Exercise objective - Transcribe all of the material exactly, except for its pictures.

Items listed in a dataset
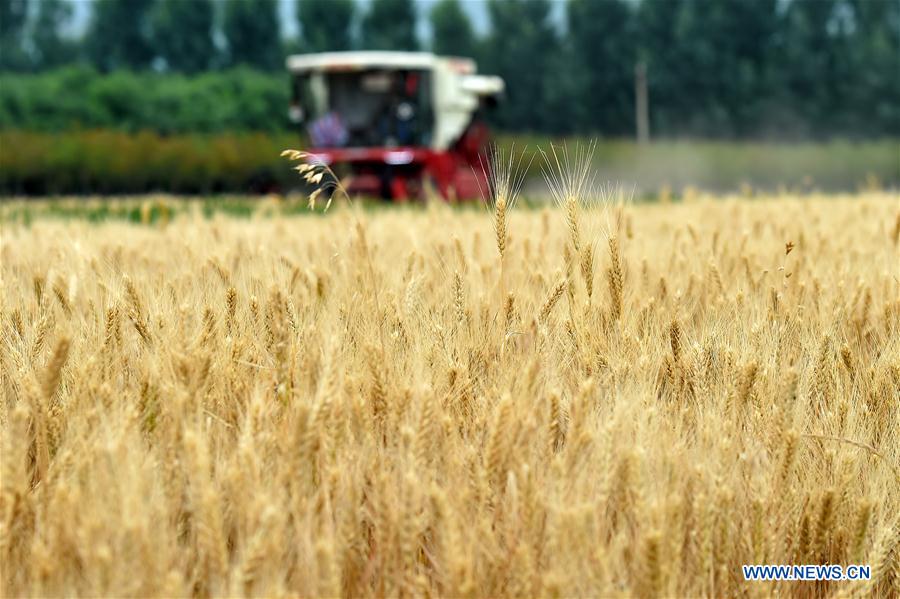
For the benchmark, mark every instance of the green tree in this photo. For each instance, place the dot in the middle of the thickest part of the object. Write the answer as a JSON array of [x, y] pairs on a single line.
[[251, 28], [524, 48], [604, 48], [326, 25], [183, 34], [390, 25], [13, 17], [872, 96], [452, 32], [50, 46], [119, 34]]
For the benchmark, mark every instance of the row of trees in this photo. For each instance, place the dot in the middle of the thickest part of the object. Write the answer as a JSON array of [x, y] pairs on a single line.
[[717, 68]]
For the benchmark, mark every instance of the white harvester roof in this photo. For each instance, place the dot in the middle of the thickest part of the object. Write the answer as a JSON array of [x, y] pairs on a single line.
[[336, 61], [457, 88]]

Correct response -
For the benchmark, mark every instance of the green tree in this photo. For each instance, place the dot in the middle of the thickest part of the object. Write the answer as a JSON array of [x, y] pairs on a single line.
[[251, 28], [524, 48], [604, 48], [326, 25], [183, 34], [390, 25], [13, 17], [872, 96], [452, 32], [50, 46], [119, 34]]
For the benchmark, mark every instance of the row of trees in this photo. For each instance, place the dot in the middle of the thickest part of the object. Write the answer as a JSON array of [x, y] pairs on a single line.
[[717, 68]]
For the benchmark, mark every instance of the white harvester roof in this photo. For each instance, place the dot in the middle of the thickest part of the object. Write the answer as a JSON array of [x, y] pairs on a single line.
[[336, 61], [457, 88]]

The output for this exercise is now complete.